## Exercices
A. Les affirmations suivantes concordent-elles avec l'extrait sur les compagnies de traite ? Répondez par oui ou par non pour chacune, en citant mot pour mot le passage qui tranche. (i) L'expédition par terre comptait 45 engagés. (ii) Le poste d'Astoria tomba aux mains de la Compagnie du Nord-Ouest en 1817. (iii) Les Américains arrivèrent dans la région vers 1793.
B. Quelle suite donneriez-vous à l'extrait sur les compagnies de traite ? Rédigez-la à partir de sa dernière phrase.

## Texte source
★ ★ ★
Elle se composait de 11 commis dont trois étaient français y compris Franchère et de 13 voyageurs tous français. L’expédition par terre, partie de Lachine, passa par Saint-Louis et atteignit péniblement l’embouchure de la rivière Columbia après deux ans. Elle comptait 45 engagés dont un seul n’était pas français. Ce fut cependant peine perdue, car le poste d’Astoria tomba aux mains des agents de la Cie du N. O. en 1813. Dans l’est, la société d’Astor fonctionna bien à partir de 1817.

Ses employés furent de même race, souvent étaient successivement les mêmes, que ceux de la Compagnie du Nord-Ouest. Inutile d’allonger la liste des noms.

À la même époque les Français de l’Illinois, dont le centre était devenu Saint-Louis, dirigèrent des sociétés de traite. Jean-Baptiste Truteau, instituteur qui avait émigré de Montréal, nous apprend dans son journal la fondation en 1793 de la Cie de commerce pour la découverte des nations du haut Missouri. Les fondateurs étaient tous français et en majorité français du Canada. Les Américains n’arrivèrent dans la région que vers 1808.
★ ★ ★
## Données
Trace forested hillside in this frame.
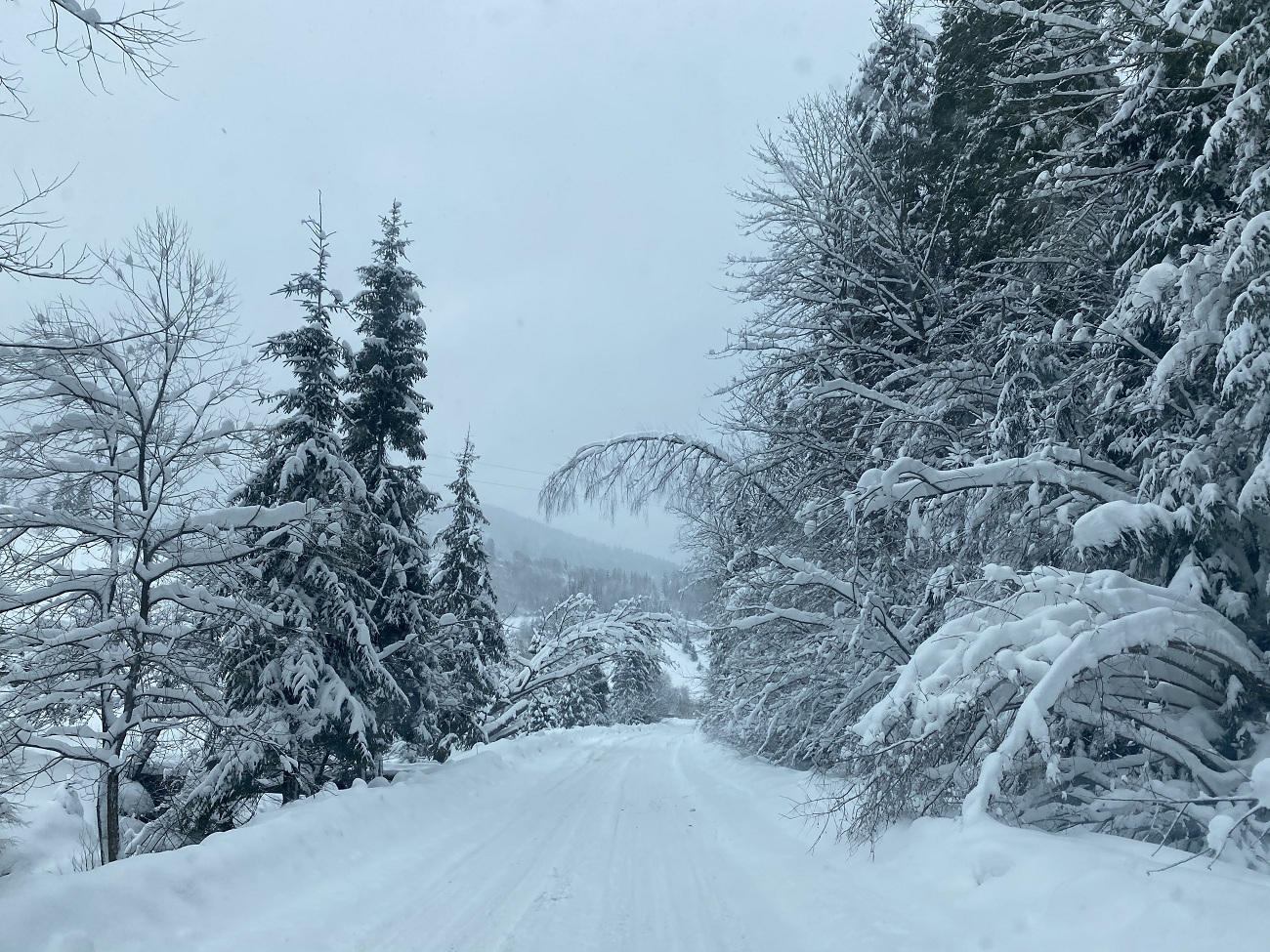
★ ★ ★
## Corrigé
A.
(i) Oui : « Elle comptait 45 engagés dont un seul n’était pas français. »
(ii) Non : « le poste d’Astoria tomba aux mains des agents de la Cie du N. O. en 1813. »
(iii) Non : « Les Américains n’arrivèrent dans la région que vers 1808. »

B.
Quand fut organisée la St. Louis Fur Co., 5 actionnaires sur 10 étaient américains. Mais la majorité des engagés servant à naviguer sur le Missouri étaient des Canadiens français recrutés pour la plupart à Détroit. Quelques années auparavant un gros commerçant de Saint-Louis, R. Loisel, né à Lanoraie, avait à son service Pierre-Antoine Tabeau, celui qui a écrit le meilleur récit de voyage du haut Missouri. On en reparlera.

La troisième période, 1821-1846, est celle du déclin. La Cie de la Baie d’Hudson possède trop d’employés. Elle ne recrute plus en Canada. Tout de même ce fut la période des brigades fameuses de canots pour la manœuvre desquelles la main-d’œuvre la plus experte était celle des descendants de Français. Deux figures de Canadiens se détachent nettement parmi les employés supérieurs de la compagnie de la Baie d’Hudson : Joseph Larocque et Pierre Chrysologue Pambrun. Le premier avait été actionnaire de la compagnie du Nord-Ouest ; il fut traitant en chef au poste des Montagnes Rocheuses jusqu’en 1825 et à celui de Ningam ensuite. Pambrun passa la fin de sa vie sur le versant du Pacifique, et il aida considérablement les premiers missionnaires canadiens-français.

Après la fusion des deux grandes compagnies canadiennes, Joseph Rainville fonda en territoire américain la Columbia Fur, qui prospéra tellement qu’elle porta ombrage à la cie d’Astor. Ce dernier la fit acheter par ses agents six ans plus tard. La plus grande partie des employés de l’une comme de l’autre étaient des Français de Saint-Louis jusqu’à la fin de la période.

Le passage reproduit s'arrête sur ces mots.